Task objective: Nothing but an exact repetition of the entries should appear in the answer.

Provided records:
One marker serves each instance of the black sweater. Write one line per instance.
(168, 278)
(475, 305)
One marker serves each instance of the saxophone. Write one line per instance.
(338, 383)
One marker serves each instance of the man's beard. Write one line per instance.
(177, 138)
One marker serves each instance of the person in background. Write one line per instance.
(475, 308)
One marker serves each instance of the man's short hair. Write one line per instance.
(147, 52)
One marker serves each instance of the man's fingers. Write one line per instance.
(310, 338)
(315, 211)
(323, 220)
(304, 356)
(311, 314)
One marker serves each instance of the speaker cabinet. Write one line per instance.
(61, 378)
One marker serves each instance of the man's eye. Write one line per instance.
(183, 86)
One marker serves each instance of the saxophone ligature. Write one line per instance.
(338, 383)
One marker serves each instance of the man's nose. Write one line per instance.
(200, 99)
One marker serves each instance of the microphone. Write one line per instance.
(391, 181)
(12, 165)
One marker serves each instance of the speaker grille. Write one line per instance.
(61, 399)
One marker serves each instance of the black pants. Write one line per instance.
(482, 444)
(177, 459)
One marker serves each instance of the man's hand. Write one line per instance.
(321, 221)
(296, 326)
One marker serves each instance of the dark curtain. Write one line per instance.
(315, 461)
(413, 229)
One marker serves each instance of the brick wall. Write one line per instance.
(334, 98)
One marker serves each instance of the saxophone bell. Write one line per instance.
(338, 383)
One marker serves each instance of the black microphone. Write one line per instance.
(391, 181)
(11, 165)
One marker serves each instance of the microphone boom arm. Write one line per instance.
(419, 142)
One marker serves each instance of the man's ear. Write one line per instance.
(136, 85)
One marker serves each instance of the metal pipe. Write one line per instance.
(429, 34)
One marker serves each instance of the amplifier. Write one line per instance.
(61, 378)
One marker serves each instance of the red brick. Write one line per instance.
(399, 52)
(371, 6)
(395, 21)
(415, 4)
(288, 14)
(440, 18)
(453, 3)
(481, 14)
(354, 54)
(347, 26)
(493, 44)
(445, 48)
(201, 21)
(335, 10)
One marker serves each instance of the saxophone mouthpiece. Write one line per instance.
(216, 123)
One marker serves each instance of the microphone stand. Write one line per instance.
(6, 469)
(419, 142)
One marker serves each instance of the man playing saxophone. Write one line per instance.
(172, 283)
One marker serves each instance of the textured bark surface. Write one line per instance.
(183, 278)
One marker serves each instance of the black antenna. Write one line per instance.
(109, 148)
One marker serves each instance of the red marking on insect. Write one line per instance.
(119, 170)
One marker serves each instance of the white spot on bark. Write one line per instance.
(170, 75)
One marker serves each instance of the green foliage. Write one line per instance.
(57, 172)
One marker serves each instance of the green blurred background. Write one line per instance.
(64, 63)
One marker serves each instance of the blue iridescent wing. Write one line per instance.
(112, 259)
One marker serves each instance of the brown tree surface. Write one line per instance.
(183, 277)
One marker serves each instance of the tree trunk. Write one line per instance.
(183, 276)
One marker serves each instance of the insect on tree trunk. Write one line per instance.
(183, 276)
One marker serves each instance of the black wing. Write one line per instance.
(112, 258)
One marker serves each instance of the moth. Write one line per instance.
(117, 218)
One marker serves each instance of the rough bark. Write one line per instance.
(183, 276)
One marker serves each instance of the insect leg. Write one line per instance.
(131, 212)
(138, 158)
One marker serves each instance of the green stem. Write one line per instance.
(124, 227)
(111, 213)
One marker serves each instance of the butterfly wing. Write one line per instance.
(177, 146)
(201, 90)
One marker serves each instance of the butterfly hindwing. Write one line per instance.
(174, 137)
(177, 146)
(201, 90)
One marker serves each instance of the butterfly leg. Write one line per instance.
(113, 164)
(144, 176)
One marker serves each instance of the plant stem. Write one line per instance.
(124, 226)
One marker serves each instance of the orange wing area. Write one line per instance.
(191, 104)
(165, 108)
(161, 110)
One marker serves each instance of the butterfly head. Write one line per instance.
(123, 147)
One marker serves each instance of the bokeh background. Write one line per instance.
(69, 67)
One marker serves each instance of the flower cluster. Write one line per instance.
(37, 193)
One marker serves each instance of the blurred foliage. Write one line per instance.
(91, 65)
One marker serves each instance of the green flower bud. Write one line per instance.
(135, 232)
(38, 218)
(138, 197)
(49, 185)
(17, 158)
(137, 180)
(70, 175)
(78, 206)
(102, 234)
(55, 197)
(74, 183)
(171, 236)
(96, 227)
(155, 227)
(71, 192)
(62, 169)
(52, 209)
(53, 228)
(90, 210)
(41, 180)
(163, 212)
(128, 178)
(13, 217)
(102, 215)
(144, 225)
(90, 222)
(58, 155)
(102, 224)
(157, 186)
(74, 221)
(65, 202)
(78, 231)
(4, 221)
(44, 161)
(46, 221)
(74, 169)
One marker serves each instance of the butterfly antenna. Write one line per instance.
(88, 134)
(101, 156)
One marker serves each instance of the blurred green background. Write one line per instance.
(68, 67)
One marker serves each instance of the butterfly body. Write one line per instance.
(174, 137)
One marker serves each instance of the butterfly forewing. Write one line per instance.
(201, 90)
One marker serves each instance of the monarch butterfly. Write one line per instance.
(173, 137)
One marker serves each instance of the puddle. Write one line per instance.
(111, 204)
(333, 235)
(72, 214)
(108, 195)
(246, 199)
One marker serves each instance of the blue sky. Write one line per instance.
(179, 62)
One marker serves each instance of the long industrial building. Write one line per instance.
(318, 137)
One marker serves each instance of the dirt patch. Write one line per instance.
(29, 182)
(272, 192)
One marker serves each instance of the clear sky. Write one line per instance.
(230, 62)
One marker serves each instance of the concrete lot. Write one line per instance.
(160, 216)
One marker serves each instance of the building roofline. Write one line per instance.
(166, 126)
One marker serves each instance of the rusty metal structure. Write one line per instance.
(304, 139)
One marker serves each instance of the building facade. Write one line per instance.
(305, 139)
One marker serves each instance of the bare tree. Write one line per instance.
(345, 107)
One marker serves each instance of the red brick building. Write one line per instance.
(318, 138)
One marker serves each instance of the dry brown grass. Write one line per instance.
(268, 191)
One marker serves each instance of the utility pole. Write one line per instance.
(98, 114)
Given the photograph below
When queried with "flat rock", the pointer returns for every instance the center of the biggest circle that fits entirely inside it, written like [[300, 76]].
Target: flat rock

Answer box:
One marker serves each instance of the black sweater. Write one line per instance.
(168, 278)
(475, 305)
One marker serves each instance of the saxophone. Write one line per instance.
(338, 383)
One marker serves each instance of the man's beard. Write one line per instance.
(177, 138)
One marker serves each instance of the person in background. Write one line per instance.
(475, 308)
One marker serves each instance of the man's short hair. Write one line per instance.
(147, 52)
One marker serves each instance of the man's fingers. Write one line per instance.
(310, 338)
(315, 211)
(323, 220)
(304, 356)
(311, 314)
One marker serves each instance of the speaker cabinet. Write one line per instance.
(61, 378)
One marker serves each instance of the man's eye. Write one line per instance.
(183, 86)
One marker serves each instance of the saxophone ligature. Write one line per instance.
(338, 383)
One marker serves each instance of the man's nose. Write one line per instance.
(200, 99)
One marker serves each instance of the microphone. Write one line per instance.
(391, 181)
(12, 165)
One marker serves each instance of the speaker grille. Write one line per instance.
(61, 399)
One marker serves each instance of the black pants. Write one line per instance.
(482, 444)
(177, 459)
One marker serves each instance of the man's hand. Write one line per instance.
(321, 221)
(296, 326)
One marker serves each instance of the dark curtain. Write one line per instance.
(315, 461)
(413, 229)
One marker serves each instance of the brick wall. Write one line per instance.
(334, 98)
One marker serves each instance of the saxophone bell. Write one line per instance.
(338, 383)
One marker serves each instance of the black microphone. Write one line per instance.
(391, 181)
(11, 165)
One marker serves each instance of the microphone boom arm. Write one line per instance.
(419, 142)
One marker serves each instance of the man's ear. Write one line per instance.
(136, 85)
One marker serves each instance of the metal pipe. Write one line per instance.
(429, 34)
One marker serves each instance of the amplifier. Write one line per instance.
(61, 378)
One marker serves each instance of the red brick. Write one line per instance.
(399, 52)
(371, 6)
(395, 21)
(415, 4)
(288, 14)
(440, 18)
(453, 3)
(481, 14)
(354, 54)
(347, 26)
(493, 44)
(445, 48)
(201, 21)
(335, 10)
One marker serves each instance of the saxophone mouthpiece. Write one line per instance.
(216, 123)
One marker serves each instance of the microphone stand. Write one line per instance.
(6, 469)
(419, 142)
One marker serves each instance of the man playing saxophone. Write one line per instance.
(172, 283)
One marker serves each instance of the textured bark surface. Write one line per instance.
(183, 278)
One marker serves each instance of the black antenna. Write one line per instance.
(109, 148)
One marker serves each instance of the red marking on insect. Write one line per instance.
(119, 170)
One marker serves each instance of the white spot on bark. Write one line per instance.
(170, 75)
One marker serves each instance of the green foliage. Write one line per instance.
(57, 172)
One marker serves each instance of the green blurred background. Write one line per instance.
(64, 63)
One marker serves each instance of the blue iridescent wing. Write one line per instance.
(112, 259)
One marker serves each instance of the brown tree surface. Write one line per instance.
(183, 277)
One marker serves each instance of the tree trunk. Write one line per instance.
(183, 276)
One marker serves each instance of the insect on tree trunk. Write one line per instance.
(183, 276)
One marker serves each instance of the black wing. Write one line per instance.
(112, 258)
One marker serves each instance of the moth. Write one line per instance.
(117, 218)
One marker serves each instance of the rough bark. Write one line per instance.
(183, 276)
One marker serves each instance of the insect leg. Write one line per instance.
(131, 212)
(138, 158)
One marker serves each instance of the green stem. Write one line per instance.
(124, 227)
(111, 213)
One marker serves each instance of the butterfly wing. Write one line per instance.
(177, 146)
(201, 90)
One marker serves each instance of the butterfly hindwing. Write one line per instance.
(174, 137)
(177, 146)
(201, 90)
One marker serves each instance of the butterfly leg. Write one line per instance.
(113, 164)
(144, 176)
One marker serves each instance of the plant stem. Write one line per instance.
(124, 226)
One marker serves each instance of the orange wing area. Write one line per instance.
(191, 104)
(165, 108)
(161, 110)
One marker serves each instance of the butterfly head. Write one line per instance.
(123, 147)
One marker serves each instance of the bokeh background. Write one line per instance.
(69, 67)
One marker serves each instance of the flower cluster. Write one line per instance.
(37, 193)
One marker serves each instance of the blurred foliage. Write one line per instance.
(91, 65)
One marker serves each instance of the green flower bud. Write one line per instance.
(135, 232)
(38, 218)
(138, 197)
(49, 185)
(17, 158)
(137, 180)
(70, 175)
(78, 206)
(102, 234)
(55, 197)
(74, 183)
(171, 236)
(96, 227)
(155, 227)
(71, 192)
(62, 169)
(52, 209)
(53, 228)
(90, 210)
(41, 180)
(163, 212)
(128, 178)
(13, 217)
(102, 215)
(144, 225)
(90, 222)
(58, 155)
(102, 224)
(157, 186)
(74, 221)
(65, 202)
(78, 231)
(4, 221)
(44, 161)
(46, 221)
(74, 169)
One marker serves each instance of the butterfly antenna. Write one line per instance.
(88, 134)
(101, 156)
One marker serves each instance of the blurred green background. Write one line per instance.
(68, 67)
One marker serves each instance of the butterfly body. Write one line per instance.
(174, 137)
One marker serves each instance of the butterfly forewing. Write one line per instance.
(201, 90)
One marker serves each instance of the monarch butterfly. Write one line per instance.
(173, 137)
One marker serves each instance of the puddle. Write one line per instance.
(111, 204)
(333, 235)
(72, 214)
(108, 195)
(246, 199)
One marker serves each instance of the blue sky. Write one line per instance.
(179, 62)
One marker serves each instance of the long industrial building. Write one line per instance.
(318, 137)
One marker serves each instance of the dirt patch. Write one line per instance.
(29, 182)
(272, 192)
One marker serves each instance of the clear sky. Write one line per instance.
(230, 62)
One marker serves each instance of the concrete lot. Write one line per instance.
(160, 216)
One marker serves each instance of the building roofline. Write one line per instance.
(166, 126)
One marker serves each instance of the rusty metal structure. Write one line per instance.
(304, 139)
One marker serves each instance of the building facade. Write one line per instance.
(305, 139)
One marker serves each instance of the bare tree. Write one line per instance.
(345, 107)
One marker serves each instance of the red brick building. Write one line per instance.
(318, 138)
One marker serves each instance of the dry brown grass. Write one line per instance.
(268, 191)
One marker serves each instance of the utility pole. Write one line per instance.
(98, 114)
Given the photograph below
When queried with "flat rock", the pointer returns for every instance the center of the biggest circle that fits entirely inside it, written like [[300, 76]].
Target: flat rock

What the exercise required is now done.